Continue the KDE module redesign proposal from the point at which it stops.

### Provided passage:
####################

Skip to content

SMEP: redesign of the KDE modules

Padarn Wilson edited this page Aug 28, 2014 · 24 revisions

SMEP: redesign of the KDE modules

Status: Design

Purpose

The current design of the KDE is not flexible enough to allow for inserting various algorithms, for instance to allow for boundary correction.

The purpose of this document is to provide a structure for the KDE module to allow for custom algorithms and easier experimentation later on. It should also allow the integration of the algorithms currently implemented in the kde module available on PyPI in the pyqt_fit package.

The design should also allow for efficient implementation and should keep the current principles shared among the various fitting methods offered by statsmodels. In particular, it seems that statsmodels as a multi-process job mechanism, and it should be possible to use it.

To Discuss: In the current version of statsmodels the parametrization of algorithms using strings and dispatch tables is fairly ubiquitous. I would suggest to use a more pythonic approach and simply use objects with well defined API for all parts. To my mind, this has three advantages:

  1. this will force us to define and publish the interface, which is good for documentation
  2. this will make it easy for users to provide their own version of the algorithms if they want to
  3. IDE/shells can use objects more readily than strings for completion or for presenting help

Comments (josef-pkt): We uses classes or instances as arguments heavily in other models, mainly RLM, GLM and GEE. In some cases for distributions, I (or we in scipy) use both where the user can either specify a string or a callable. (I just used again dispatch based on string arguments in the covariance choices in the models, and didn't think about allowing functions or classes.)

####################

### Given data:
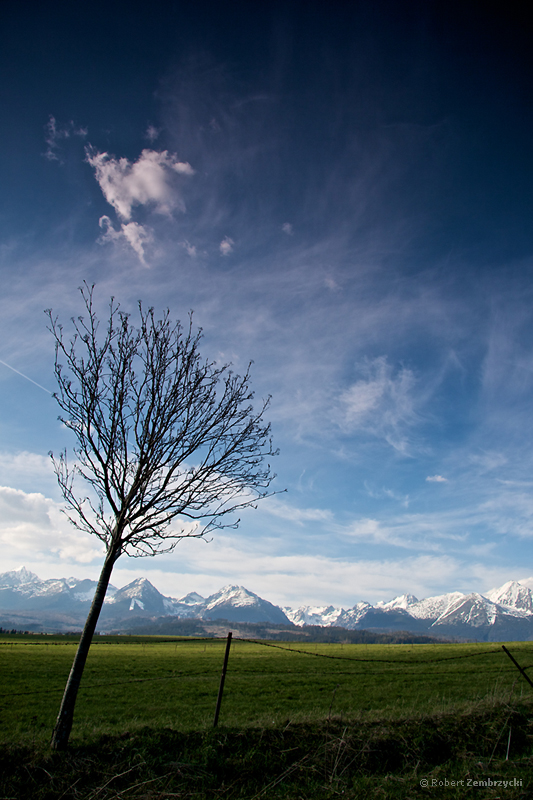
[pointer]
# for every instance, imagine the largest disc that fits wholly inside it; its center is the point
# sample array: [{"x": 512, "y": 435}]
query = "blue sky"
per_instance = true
[{"x": 342, "y": 194}]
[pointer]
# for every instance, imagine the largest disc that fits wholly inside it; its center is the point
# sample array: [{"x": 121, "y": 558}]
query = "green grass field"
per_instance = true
[
  {"x": 130, "y": 683},
  {"x": 353, "y": 720}
]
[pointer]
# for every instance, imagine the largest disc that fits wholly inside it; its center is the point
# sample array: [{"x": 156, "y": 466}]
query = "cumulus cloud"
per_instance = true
[
  {"x": 147, "y": 181},
  {"x": 55, "y": 133},
  {"x": 226, "y": 246},
  {"x": 381, "y": 402},
  {"x": 134, "y": 234}
]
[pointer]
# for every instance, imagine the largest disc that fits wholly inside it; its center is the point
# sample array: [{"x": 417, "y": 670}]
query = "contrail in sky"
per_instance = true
[{"x": 25, "y": 376}]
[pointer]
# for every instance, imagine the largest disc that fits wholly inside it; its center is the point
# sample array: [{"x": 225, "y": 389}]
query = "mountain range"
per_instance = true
[{"x": 29, "y": 603}]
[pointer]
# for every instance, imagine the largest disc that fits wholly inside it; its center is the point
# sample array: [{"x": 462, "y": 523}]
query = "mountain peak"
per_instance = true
[{"x": 17, "y": 577}]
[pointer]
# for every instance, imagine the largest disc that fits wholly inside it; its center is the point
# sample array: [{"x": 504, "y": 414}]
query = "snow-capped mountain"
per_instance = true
[{"x": 504, "y": 613}]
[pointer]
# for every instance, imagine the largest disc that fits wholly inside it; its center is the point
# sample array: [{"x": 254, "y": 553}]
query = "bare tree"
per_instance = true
[{"x": 169, "y": 444}]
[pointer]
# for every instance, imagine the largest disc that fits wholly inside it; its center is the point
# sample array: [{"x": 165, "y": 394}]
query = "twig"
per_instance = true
[{"x": 120, "y": 774}]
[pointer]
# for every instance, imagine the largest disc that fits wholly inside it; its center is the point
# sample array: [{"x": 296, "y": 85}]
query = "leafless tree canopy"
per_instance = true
[
  {"x": 170, "y": 445},
  {"x": 165, "y": 439}
]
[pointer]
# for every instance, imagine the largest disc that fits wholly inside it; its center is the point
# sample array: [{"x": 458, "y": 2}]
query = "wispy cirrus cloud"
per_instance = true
[
  {"x": 381, "y": 402},
  {"x": 56, "y": 133},
  {"x": 226, "y": 246},
  {"x": 134, "y": 234}
]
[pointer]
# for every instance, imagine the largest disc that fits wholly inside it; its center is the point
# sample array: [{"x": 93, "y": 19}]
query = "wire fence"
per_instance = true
[{"x": 419, "y": 663}]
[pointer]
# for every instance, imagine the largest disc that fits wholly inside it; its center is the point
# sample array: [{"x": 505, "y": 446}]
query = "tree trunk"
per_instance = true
[{"x": 63, "y": 726}]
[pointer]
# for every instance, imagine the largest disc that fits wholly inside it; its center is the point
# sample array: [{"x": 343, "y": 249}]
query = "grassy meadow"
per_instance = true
[{"x": 298, "y": 720}]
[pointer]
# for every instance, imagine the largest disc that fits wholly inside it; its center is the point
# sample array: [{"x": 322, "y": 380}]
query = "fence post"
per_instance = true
[
  {"x": 222, "y": 679},
  {"x": 517, "y": 665}
]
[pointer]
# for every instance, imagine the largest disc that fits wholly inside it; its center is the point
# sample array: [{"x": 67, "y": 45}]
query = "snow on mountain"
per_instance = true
[
  {"x": 403, "y": 601},
  {"x": 502, "y": 613},
  {"x": 512, "y": 594},
  {"x": 433, "y": 607},
  {"x": 313, "y": 615},
  {"x": 238, "y": 604},
  {"x": 192, "y": 599},
  {"x": 17, "y": 577}
]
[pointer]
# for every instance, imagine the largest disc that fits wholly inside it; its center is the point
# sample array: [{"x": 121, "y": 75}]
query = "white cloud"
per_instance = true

####################

### Final answer:
I don't see any problem using classes as arguments for the kernels, but I don't know whether, in the case of bandwidth choices the cross-validation, least squares and maximum likelihood methods are not too tightly integrated into the models to allow for bandwidth classes or functions that can be easily swapped.

Comments (PierreBdR): I will have a look at these methods. As I understand it (before examining the code itself), the cross-validation might need to fit the model, maybe more than once. But I don't see that as a real problem.

Main usage of the module

As I see it, a simple session should look like this:

>>> import numpy as np
>>> from statsmodels.api.nonparametric import kde
>>> X = np.exp(np.randn(1e6))  # Log-normal distribution
>>> model = kde.KDE(X)
>>> est = model.fit()
>>> xs = np.r_[0:10:1024j]
>>> ys = est(xs) # Estimate the KDE on a defined set of points
>>> YS = est.cdf(xs) # Estimate the cumulative distribution function
>>> xs, ys = est.grid(2**20)  # Estimate the PDF on a grid so as to be as efficient as possible
>>> _, Ys = est.cdf_grid(2**20) # Estimate the CDF on a grid -- xs should be the same as for the PDF

If we want to specify some particular estimation method, for example assuming we have an object log_transformed that would estimated the distribution in log-space:

>>> model.lower = 0  # Set the lower bound to 0 (otherwise the log doesn't make sense)
>>> model.method = log_transformed
>>> est = model.fit()
>>> xs, ys = est.grid(2**20)  # The grid is likely to be non-uniform

Comment (josef-pkt): In general we avoid setting attributes to influence the behavior. The main problem that we often have a hard time to avoid is "stale state". When an option has been changed, then we would need to keep track of which attributes will not be appropriate anymore. Our general solution was to put all options that influence the "state" of the models into the __init__, and if users want to change options, then they need a new instance which can hold a different "state".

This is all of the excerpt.